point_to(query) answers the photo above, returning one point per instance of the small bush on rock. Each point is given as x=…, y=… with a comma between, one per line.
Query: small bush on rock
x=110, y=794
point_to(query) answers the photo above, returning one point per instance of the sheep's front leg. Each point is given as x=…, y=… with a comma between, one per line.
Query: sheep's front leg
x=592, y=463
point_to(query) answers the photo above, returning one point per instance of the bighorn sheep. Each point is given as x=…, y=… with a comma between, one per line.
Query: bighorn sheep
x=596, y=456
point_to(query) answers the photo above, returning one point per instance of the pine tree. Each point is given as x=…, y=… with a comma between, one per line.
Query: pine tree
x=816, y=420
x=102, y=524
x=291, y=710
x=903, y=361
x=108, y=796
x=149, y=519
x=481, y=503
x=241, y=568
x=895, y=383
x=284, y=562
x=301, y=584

....................

_Problem to work on_: Type out every record above once more, exactly.

_Response_:
point_to(query) answers the photo above, returning one point per instance of the small bush on rock. Each point is given as x=…, y=… with a comma between, one per line.
Query: small bush on rock
x=110, y=794
point_to(query) answers the photo above, returning one point per instance of the sheep's front leg. Each point is given as x=…, y=… with a comma between, one per line.
Query: sheep's front leg
x=592, y=463
point_to(query) answers the photo above, returning one point per instance of the bighorn sheep. Each point is given as x=…, y=… with a comma between, one per line.
Query: bighorn sheep
x=596, y=456
point_to(query) answers the photo above, returning one point per instance of the pine tree. Each point is given as x=…, y=… with a comma between, one per line.
Query: pine tree
x=816, y=420
x=102, y=524
x=291, y=710
x=903, y=361
x=108, y=796
x=149, y=519
x=481, y=503
x=241, y=568
x=895, y=383
x=284, y=562
x=301, y=584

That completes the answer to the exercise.